##### TASK DATA

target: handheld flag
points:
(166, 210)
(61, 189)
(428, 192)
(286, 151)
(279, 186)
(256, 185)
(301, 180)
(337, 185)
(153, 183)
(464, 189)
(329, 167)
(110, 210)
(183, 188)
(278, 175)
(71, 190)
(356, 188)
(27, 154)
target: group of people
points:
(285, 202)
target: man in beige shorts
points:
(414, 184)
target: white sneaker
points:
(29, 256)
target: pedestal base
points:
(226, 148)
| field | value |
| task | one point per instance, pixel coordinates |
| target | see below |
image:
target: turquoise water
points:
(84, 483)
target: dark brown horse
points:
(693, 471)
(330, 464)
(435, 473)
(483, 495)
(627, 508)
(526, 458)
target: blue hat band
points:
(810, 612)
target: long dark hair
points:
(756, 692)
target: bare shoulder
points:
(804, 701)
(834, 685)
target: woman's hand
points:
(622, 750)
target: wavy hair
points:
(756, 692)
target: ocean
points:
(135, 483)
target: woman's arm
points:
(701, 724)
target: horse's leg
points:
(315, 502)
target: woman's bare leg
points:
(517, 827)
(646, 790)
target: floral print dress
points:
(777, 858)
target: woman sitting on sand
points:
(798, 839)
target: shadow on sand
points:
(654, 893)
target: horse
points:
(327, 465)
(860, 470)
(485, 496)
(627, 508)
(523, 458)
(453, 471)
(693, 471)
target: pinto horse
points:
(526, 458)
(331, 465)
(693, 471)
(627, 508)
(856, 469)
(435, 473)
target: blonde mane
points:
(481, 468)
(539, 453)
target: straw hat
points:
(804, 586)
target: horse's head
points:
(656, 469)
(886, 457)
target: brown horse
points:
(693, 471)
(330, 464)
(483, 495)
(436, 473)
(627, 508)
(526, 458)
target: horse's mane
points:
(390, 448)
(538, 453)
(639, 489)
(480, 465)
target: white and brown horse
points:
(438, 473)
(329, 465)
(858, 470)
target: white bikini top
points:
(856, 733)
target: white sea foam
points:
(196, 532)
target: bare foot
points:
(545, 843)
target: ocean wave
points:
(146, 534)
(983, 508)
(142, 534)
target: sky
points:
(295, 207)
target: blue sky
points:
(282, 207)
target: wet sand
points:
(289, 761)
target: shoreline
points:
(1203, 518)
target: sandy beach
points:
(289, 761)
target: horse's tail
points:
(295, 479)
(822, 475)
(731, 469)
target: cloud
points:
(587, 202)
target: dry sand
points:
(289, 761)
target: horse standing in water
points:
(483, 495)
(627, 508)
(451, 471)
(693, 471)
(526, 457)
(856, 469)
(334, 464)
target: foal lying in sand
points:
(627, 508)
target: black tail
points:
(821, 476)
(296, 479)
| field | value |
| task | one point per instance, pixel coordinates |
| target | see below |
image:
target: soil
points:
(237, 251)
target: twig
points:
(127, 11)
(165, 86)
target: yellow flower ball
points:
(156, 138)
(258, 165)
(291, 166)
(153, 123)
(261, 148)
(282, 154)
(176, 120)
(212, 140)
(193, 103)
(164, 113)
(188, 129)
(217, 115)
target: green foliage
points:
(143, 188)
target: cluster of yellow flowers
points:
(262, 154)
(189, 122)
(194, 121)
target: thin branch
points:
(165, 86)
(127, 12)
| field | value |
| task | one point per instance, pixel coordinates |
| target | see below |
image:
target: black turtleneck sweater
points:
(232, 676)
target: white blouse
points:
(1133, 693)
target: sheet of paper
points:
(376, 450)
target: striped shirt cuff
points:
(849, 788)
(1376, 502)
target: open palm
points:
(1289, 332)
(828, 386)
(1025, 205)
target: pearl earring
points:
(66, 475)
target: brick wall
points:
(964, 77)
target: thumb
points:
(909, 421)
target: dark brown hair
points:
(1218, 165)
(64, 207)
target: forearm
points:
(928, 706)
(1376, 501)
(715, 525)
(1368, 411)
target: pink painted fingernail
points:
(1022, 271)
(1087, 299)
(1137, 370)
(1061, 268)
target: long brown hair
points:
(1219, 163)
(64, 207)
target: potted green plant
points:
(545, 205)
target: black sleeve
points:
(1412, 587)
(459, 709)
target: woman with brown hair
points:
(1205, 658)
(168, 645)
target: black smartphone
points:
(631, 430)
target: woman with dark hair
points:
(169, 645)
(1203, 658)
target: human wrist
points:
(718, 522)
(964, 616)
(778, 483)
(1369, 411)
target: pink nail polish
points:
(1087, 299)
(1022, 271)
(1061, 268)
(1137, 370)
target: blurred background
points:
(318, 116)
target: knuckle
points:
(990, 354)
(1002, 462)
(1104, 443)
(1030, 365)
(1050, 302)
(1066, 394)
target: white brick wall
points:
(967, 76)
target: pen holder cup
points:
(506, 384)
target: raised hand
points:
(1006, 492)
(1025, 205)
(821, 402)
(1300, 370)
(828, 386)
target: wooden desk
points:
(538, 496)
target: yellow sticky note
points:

##########

Reproduce precisely the span of lines that begins at the line containing "target: white blouse" and ends with the last line of the listing.

target: white blouse
points:
(1133, 693)
target: sheet of paper
points:
(376, 450)
target: striped shirt cuff
points:
(849, 788)
(1376, 502)
target: open palm
points:
(1289, 332)
(828, 386)
(1025, 205)
target: pearl earring
points:
(66, 475)
target: brick wall
points:
(964, 77)
target: thumb
points:
(909, 421)
target: dark brown hair
points:
(1218, 165)
(64, 207)
target: forearm
points:
(928, 706)
(1376, 501)
(715, 525)
(1368, 411)
target: pink painted fingernail
points:
(1022, 271)
(1087, 299)
(1137, 370)
(1061, 268)
target: long brown hair
points:
(1219, 163)
(64, 207)
target: potted green plant
points:
(545, 205)
target: black sleeve
points:
(1412, 587)
(459, 709)
target: woman with brown hair
points:
(1205, 658)
(168, 645)
target: black smartphone
points:
(631, 430)
target: woman with dark hair
points:
(169, 645)
(1203, 658)
target: human wrist
points:
(718, 522)
(964, 616)
(778, 483)
(1369, 411)
target: pink nail polish
points:
(1087, 299)
(1022, 271)
(1061, 268)
(1137, 370)
target: blurred background
points:
(318, 116)
target: knuckle
points:
(990, 354)
(1002, 462)
(1104, 443)
(1030, 365)
(1050, 302)
(1066, 394)
target: white brick wall
points:
(967, 76)
target: pen holder cup
points:
(506, 384)
target: raised hand
points:
(1006, 492)
(1025, 205)
(821, 402)
(1300, 370)
(828, 386)
target: wooden desk
points:
(538, 496)
target: yellow sticky note
points:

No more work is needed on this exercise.